— START Dataset —
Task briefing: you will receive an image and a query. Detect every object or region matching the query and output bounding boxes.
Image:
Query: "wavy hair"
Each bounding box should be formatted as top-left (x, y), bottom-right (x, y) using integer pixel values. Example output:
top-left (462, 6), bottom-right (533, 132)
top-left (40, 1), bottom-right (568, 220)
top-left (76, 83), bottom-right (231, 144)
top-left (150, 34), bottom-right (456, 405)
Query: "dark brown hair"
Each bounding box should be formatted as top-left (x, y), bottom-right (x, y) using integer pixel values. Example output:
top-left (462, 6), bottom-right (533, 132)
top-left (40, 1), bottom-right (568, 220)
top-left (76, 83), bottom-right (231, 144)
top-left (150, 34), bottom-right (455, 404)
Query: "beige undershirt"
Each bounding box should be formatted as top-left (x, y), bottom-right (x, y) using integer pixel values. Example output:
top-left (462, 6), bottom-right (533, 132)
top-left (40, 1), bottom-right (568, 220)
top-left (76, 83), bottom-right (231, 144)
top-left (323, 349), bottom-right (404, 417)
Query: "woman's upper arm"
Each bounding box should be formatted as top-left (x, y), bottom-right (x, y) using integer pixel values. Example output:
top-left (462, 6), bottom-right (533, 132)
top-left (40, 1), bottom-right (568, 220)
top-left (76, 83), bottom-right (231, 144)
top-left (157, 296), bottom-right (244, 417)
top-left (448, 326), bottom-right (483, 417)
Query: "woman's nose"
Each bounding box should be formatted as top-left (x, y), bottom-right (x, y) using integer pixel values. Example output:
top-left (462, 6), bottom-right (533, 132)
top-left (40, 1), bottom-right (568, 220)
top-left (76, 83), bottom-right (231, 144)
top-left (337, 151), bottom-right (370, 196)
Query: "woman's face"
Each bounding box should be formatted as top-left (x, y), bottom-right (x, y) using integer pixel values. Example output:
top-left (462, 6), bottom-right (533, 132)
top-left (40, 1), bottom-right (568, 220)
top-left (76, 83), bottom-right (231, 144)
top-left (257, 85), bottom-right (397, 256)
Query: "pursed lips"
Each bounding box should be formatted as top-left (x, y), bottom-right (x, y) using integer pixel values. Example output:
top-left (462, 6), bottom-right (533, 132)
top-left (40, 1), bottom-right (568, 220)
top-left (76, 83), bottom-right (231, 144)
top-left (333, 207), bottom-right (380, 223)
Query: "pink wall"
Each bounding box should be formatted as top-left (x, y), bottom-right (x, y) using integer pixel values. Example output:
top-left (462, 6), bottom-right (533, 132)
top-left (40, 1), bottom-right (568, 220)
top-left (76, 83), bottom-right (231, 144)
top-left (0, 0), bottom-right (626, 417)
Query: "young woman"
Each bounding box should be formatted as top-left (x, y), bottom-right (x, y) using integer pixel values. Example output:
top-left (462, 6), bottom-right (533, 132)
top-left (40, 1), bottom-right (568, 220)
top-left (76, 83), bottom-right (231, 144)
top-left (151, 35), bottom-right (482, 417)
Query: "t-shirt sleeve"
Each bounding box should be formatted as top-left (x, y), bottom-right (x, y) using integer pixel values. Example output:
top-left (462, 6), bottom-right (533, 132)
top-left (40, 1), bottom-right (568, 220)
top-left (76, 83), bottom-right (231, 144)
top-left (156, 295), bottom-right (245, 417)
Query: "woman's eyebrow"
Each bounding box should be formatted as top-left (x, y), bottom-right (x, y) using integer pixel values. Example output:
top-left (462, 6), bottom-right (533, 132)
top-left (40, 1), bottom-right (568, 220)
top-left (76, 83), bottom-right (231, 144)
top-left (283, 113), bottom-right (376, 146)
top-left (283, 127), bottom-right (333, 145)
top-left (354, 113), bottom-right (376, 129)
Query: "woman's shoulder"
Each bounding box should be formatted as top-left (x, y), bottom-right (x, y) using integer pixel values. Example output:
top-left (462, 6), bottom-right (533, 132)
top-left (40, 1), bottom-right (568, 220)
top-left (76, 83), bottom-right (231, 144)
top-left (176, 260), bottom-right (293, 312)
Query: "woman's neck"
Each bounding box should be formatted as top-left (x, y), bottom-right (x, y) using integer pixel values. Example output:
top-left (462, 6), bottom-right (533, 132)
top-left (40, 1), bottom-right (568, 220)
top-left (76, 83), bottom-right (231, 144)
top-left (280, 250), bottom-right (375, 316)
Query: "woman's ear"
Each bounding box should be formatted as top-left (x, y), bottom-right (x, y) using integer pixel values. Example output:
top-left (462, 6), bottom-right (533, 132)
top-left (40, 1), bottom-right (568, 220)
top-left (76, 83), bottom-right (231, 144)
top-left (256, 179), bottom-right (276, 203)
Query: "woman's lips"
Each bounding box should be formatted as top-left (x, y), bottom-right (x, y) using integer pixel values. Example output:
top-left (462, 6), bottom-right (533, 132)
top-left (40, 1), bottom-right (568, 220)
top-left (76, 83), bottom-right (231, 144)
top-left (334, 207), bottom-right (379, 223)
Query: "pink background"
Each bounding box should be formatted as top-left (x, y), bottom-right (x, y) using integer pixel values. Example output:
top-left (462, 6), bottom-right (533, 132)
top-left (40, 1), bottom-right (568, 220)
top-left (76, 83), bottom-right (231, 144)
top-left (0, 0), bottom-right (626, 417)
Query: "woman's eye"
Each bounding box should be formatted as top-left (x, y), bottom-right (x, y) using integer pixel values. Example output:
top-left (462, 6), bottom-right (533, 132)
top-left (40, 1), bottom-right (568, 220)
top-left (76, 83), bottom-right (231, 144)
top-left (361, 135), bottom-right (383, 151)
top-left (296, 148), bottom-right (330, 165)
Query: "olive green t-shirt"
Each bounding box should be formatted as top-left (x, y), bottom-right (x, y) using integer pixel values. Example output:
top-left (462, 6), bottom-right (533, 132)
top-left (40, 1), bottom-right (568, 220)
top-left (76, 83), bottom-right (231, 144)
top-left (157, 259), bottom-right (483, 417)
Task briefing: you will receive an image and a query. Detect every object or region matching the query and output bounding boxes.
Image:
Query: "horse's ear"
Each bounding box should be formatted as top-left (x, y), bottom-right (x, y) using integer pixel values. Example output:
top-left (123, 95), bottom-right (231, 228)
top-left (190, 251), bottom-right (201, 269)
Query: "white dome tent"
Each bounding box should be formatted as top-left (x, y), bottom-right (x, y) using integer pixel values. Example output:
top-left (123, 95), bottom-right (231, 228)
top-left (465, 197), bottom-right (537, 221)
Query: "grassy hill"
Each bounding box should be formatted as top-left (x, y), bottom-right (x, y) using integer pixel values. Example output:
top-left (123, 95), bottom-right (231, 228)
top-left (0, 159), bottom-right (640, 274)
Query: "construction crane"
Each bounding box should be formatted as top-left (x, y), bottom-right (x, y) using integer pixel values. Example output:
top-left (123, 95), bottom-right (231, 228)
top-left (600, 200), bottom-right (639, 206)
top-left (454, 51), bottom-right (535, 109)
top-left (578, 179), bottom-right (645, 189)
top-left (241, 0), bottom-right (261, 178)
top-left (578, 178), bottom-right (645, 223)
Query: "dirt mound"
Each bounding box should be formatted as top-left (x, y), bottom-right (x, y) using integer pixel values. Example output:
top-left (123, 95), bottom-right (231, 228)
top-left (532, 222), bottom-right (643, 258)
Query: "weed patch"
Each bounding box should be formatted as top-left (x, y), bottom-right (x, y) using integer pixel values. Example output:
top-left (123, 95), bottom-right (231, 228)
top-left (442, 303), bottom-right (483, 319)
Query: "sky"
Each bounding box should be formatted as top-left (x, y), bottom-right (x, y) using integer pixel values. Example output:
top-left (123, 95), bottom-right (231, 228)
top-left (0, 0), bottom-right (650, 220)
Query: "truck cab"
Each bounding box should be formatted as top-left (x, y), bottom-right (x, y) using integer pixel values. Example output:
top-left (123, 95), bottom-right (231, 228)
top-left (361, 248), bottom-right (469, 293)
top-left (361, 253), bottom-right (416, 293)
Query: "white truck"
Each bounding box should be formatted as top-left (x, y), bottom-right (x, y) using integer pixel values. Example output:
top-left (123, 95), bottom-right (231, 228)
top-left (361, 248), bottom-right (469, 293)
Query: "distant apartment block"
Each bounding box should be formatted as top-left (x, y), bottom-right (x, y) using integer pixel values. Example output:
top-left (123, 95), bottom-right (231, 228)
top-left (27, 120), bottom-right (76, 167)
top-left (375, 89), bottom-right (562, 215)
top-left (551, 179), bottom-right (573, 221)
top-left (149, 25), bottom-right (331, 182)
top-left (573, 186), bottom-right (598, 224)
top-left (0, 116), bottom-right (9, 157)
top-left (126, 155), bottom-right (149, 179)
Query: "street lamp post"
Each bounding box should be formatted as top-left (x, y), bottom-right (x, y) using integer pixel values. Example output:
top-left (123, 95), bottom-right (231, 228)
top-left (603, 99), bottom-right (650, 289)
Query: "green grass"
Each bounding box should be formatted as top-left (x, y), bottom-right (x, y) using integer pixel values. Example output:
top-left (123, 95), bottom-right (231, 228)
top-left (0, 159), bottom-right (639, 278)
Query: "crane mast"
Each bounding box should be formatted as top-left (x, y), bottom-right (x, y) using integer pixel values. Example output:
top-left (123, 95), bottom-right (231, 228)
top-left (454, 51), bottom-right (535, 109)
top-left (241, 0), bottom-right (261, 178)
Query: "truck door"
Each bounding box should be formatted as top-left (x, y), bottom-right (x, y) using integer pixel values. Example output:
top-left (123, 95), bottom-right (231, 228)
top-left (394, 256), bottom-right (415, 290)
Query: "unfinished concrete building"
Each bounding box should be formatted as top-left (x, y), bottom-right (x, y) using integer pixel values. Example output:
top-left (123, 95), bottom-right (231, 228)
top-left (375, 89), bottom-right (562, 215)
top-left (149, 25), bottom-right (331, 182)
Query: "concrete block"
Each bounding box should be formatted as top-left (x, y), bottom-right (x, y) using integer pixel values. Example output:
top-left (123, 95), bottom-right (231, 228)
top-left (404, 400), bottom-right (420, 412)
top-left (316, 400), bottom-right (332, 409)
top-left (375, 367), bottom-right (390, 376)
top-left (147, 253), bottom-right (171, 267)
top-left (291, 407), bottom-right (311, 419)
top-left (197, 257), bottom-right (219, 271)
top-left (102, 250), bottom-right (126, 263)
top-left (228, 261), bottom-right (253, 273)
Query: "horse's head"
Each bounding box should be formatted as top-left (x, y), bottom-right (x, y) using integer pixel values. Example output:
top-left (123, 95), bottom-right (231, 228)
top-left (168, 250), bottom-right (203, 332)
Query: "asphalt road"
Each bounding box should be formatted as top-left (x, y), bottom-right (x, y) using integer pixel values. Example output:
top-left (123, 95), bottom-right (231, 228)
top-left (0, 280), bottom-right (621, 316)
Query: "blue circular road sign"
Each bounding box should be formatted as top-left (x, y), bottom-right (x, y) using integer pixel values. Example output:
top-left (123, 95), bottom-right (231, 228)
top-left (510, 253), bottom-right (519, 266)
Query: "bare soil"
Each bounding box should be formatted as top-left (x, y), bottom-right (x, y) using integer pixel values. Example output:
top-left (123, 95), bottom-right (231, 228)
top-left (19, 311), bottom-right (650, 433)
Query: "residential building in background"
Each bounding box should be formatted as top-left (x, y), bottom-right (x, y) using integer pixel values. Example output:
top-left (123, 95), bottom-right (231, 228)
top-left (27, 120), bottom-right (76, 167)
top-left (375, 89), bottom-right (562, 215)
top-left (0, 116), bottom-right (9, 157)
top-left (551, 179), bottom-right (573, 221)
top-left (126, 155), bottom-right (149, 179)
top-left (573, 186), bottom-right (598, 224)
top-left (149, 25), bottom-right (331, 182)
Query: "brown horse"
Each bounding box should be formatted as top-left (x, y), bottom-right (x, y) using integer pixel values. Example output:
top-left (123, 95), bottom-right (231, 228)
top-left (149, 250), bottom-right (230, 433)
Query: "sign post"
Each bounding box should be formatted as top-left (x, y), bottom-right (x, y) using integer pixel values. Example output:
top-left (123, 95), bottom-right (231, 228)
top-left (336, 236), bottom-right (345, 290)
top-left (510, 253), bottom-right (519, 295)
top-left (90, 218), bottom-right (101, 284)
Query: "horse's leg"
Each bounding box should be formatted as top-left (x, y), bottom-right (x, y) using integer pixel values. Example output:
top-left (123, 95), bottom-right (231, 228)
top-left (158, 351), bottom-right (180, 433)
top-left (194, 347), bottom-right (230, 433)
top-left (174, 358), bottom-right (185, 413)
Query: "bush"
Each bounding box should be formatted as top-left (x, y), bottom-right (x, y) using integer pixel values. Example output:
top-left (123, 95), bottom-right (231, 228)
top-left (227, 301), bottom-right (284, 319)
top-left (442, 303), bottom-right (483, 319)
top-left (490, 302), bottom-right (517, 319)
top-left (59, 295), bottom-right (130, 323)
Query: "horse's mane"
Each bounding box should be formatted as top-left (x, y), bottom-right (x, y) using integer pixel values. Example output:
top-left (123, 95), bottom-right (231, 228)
— END Dataset —
The exercise
Express the records from the start up to and including the line with "top-left (150, 34), bottom-right (456, 405)" as a two-column CSV with the columns prompt_text and answer, one row per record. Put each field in double quotes and replace its line breaks with spaces.

Completed exercise
prompt_text,answer
"Task briefing: you will receive an image and a query. Detect every object or region matching the query and output bounding boxes. Image: Query: ""wavy hair"" Each bounding box should be formatted as top-left (x, y), bottom-right (x, y) using integer pixel values. Example output: top-left (462, 6), bottom-right (533, 132) top-left (40, 1), bottom-right (568, 220) top-left (76, 83), bottom-right (231, 144)","top-left (150, 34), bottom-right (456, 405)"